━━━ Listed entries

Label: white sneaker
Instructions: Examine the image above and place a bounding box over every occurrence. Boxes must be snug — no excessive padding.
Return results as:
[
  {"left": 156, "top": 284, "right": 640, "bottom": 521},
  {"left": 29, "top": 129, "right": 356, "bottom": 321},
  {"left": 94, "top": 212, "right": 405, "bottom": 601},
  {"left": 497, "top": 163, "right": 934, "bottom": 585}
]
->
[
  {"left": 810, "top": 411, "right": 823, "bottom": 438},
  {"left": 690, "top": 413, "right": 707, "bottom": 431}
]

━━━━━━

Given problem: Quote every line of the entries above without any changes.

Correct response:
Label: white sneaker
Instructions: Examine the image above and place a bounding box over every occurrence. Boxes must be snug — no excessive padding.
Return results as:
[
  {"left": 156, "top": 284, "right": 640, "bottom": 521},
  {"left": 29, "top": 129, "right": 356, "bottom": 321},
  {"left": 94, "top": 212, "right": 405, "bottom": 601},
  {"left": 497, "top": 163, "right": 934, "bottom": 585}
]
->
[
  {"left": 810, "top": 411, "right": 823, "bottom": 438},
  {"left": 690, "top": 413, "right": 707, "bottom": 431}
]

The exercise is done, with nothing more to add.